-------- DATA SUPPLIED
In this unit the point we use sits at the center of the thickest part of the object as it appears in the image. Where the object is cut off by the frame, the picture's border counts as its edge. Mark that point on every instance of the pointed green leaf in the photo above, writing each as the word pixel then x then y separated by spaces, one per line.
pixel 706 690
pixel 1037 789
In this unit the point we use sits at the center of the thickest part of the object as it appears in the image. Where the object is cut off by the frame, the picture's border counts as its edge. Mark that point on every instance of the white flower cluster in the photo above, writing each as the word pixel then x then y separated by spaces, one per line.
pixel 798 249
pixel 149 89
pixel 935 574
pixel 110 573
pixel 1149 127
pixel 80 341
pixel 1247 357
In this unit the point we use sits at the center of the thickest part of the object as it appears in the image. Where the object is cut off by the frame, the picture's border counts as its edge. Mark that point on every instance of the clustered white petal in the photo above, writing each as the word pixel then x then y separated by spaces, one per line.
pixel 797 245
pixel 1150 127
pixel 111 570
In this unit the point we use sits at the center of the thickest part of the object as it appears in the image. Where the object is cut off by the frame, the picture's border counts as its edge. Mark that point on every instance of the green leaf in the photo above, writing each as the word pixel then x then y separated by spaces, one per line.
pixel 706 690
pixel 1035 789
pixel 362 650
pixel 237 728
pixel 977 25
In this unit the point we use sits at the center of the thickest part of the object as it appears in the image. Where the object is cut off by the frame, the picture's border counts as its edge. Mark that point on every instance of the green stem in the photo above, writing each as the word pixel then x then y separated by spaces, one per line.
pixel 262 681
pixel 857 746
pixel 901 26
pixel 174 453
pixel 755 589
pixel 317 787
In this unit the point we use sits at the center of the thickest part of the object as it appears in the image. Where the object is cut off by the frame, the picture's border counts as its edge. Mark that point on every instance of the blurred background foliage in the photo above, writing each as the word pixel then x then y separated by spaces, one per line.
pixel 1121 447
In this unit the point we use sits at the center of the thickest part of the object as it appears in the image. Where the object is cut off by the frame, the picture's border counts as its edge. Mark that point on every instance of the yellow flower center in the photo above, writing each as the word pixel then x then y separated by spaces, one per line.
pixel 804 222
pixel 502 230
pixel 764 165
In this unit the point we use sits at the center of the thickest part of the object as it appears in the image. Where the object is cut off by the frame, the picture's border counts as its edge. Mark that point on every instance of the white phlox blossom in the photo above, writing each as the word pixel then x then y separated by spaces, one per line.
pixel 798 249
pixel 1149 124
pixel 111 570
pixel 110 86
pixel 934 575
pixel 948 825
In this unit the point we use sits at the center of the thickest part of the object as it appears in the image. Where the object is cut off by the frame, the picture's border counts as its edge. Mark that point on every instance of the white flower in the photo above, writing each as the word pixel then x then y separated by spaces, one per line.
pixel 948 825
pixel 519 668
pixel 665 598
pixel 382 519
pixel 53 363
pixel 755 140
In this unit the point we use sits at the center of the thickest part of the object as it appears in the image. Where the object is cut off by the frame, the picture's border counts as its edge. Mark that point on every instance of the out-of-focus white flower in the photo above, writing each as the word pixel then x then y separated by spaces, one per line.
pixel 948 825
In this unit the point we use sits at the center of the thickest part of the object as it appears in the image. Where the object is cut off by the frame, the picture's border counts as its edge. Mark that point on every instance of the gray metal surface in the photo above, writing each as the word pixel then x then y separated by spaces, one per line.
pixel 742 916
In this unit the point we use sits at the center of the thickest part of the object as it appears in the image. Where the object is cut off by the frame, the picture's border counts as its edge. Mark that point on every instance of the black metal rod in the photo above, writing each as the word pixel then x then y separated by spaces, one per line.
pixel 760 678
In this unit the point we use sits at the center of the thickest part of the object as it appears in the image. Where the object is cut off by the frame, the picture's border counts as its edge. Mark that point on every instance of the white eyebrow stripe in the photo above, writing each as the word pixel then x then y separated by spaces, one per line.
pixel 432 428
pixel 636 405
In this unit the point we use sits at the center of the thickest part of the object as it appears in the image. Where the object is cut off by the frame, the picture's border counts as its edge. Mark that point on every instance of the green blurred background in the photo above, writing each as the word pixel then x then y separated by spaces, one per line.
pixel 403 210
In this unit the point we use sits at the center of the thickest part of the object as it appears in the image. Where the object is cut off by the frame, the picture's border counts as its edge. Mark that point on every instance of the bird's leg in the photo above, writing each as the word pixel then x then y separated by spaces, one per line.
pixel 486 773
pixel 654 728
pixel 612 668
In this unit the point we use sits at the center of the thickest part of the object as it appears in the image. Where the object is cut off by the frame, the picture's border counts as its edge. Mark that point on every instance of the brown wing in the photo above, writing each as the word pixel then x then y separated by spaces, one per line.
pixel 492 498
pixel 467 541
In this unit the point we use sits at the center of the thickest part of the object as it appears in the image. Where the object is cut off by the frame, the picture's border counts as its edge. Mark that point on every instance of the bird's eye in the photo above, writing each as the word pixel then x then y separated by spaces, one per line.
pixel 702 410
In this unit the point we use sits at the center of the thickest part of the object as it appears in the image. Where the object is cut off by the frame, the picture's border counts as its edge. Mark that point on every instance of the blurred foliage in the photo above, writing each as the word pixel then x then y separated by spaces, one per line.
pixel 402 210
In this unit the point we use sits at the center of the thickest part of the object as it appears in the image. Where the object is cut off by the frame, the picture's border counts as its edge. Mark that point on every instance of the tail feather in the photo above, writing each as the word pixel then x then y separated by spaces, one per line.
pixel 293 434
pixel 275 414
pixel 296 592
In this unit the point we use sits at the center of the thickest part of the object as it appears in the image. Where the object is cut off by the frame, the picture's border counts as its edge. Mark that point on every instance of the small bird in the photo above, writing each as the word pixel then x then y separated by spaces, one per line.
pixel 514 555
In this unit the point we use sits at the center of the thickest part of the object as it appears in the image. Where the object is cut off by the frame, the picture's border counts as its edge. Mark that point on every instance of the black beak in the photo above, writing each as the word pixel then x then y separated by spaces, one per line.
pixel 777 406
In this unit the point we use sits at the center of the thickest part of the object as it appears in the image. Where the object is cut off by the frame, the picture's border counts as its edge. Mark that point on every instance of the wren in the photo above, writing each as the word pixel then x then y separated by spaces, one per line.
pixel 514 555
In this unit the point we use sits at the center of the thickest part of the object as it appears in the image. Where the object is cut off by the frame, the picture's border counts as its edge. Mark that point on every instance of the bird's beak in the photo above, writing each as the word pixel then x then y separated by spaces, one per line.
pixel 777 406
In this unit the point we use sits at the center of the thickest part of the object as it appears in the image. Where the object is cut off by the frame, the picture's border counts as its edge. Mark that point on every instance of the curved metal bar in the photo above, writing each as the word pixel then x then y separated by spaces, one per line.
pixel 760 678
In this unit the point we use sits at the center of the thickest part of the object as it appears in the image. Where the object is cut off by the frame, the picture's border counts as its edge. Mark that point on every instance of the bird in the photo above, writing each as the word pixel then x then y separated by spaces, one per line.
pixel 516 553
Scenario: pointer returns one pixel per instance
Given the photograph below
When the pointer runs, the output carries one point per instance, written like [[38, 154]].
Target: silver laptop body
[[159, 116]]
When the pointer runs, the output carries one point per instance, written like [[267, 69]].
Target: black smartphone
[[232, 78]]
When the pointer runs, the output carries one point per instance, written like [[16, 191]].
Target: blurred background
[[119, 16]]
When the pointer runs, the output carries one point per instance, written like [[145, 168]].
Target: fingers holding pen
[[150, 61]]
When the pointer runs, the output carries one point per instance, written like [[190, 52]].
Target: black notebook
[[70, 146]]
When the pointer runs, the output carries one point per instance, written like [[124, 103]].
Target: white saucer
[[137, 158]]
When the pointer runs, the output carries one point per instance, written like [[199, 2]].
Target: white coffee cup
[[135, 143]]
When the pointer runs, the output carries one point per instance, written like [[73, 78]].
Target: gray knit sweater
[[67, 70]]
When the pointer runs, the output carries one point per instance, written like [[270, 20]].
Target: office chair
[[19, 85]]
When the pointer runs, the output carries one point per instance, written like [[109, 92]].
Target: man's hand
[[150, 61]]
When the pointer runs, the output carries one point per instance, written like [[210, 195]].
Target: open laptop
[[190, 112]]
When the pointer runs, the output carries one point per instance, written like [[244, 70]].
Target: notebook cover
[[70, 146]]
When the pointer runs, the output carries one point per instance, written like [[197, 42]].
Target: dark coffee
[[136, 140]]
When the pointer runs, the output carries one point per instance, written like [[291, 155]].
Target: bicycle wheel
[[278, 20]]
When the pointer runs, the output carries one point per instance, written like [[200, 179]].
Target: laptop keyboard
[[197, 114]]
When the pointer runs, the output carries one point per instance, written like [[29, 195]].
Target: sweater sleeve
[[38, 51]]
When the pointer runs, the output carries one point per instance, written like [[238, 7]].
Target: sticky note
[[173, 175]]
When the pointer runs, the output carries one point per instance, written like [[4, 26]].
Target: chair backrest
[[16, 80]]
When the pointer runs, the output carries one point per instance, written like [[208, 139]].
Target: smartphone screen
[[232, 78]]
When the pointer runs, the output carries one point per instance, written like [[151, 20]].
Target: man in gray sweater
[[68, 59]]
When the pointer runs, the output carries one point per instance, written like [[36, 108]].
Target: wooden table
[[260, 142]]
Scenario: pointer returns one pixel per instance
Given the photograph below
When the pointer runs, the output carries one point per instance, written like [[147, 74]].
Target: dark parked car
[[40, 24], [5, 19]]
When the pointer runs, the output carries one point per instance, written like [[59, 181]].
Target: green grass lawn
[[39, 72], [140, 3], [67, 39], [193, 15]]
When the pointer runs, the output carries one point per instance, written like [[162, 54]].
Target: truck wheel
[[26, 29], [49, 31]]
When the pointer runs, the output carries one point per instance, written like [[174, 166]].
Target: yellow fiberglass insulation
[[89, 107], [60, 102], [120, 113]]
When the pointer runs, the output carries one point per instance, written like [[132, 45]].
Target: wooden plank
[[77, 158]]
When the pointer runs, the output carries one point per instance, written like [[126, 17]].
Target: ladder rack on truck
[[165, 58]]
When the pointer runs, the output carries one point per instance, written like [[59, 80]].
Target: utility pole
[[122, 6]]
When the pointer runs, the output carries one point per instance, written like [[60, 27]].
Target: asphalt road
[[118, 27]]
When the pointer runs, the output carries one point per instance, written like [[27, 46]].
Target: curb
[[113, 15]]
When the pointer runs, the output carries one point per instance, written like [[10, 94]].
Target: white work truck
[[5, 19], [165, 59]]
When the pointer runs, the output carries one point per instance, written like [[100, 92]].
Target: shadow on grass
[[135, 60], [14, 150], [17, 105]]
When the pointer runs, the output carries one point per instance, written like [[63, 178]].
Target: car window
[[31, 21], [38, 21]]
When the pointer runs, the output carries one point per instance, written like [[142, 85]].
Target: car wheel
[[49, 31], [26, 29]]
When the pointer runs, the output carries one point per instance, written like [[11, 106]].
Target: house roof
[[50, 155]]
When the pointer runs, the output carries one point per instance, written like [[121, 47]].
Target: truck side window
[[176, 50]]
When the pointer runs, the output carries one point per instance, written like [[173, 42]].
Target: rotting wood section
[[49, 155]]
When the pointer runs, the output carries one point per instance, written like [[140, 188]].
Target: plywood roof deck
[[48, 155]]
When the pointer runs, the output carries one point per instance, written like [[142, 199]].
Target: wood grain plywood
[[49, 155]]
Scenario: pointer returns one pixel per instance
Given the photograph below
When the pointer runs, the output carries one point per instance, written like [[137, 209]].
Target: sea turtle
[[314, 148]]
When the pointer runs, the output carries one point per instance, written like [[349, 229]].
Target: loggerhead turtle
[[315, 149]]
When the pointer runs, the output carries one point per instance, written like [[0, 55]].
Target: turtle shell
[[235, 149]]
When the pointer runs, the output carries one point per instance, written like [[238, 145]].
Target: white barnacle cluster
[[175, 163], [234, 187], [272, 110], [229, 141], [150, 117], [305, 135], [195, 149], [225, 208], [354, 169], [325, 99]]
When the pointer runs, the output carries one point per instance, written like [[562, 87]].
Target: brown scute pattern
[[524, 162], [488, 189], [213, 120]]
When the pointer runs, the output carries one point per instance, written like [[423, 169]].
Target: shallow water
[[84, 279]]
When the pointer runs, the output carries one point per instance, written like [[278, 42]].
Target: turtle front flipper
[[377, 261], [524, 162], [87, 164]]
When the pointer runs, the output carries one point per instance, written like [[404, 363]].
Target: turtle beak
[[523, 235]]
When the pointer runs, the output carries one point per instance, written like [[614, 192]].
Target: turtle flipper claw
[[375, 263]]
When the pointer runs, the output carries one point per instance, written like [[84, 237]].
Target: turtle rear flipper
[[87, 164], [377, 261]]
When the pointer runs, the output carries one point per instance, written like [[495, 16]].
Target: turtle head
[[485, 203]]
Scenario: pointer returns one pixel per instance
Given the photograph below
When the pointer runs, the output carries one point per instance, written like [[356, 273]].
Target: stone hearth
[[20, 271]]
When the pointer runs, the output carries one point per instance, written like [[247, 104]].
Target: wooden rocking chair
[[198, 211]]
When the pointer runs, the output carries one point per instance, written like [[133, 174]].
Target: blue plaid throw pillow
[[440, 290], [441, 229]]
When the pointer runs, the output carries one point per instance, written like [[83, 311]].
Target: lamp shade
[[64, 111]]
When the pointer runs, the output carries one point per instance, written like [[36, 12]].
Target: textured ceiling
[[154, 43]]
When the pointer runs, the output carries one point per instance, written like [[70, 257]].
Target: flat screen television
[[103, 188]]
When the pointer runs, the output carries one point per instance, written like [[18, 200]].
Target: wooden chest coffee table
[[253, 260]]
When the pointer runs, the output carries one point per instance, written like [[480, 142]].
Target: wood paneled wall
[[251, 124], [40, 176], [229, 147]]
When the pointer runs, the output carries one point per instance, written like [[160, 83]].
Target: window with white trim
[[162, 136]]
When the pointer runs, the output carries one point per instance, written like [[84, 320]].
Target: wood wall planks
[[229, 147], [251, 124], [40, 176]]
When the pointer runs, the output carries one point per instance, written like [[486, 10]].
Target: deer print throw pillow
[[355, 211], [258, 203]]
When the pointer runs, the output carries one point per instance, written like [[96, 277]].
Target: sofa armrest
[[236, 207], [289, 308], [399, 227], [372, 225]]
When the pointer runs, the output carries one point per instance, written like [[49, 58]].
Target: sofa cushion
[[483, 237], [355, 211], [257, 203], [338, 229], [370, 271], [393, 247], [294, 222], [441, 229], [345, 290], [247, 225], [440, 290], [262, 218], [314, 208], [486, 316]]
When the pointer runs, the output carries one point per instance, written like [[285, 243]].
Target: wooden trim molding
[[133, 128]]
----------------
> [THE TASK]:
Could you reproduce the lines above, from the one that holds "like [[96, 277]]." through the last, exactly as they stand?

> [OUTPUT FOR THIS EXERCISE]:
When the pointer runs, the output carries one point per instance, written like [[96, 277]].
Target: sofa armrest
[[236, 207], [289, 308], [399, 227], [372, 225]]
When the pointer runs, the output carries one point per instance, written like [[49, 58]].
Target: sofa cushion
[[483, 237], [355, 211], [257, 203], [338, 229], [370, 271], [393, 247], [294, 222], [441, 229], [345, 290], [247, 225], [440, 290], [262, 218], [314, 208], [486, 316]]
When the pointer runs, the output carries one point per instance, written like [[285, 243]].
Target: wooden trim molding
[[133, 128]]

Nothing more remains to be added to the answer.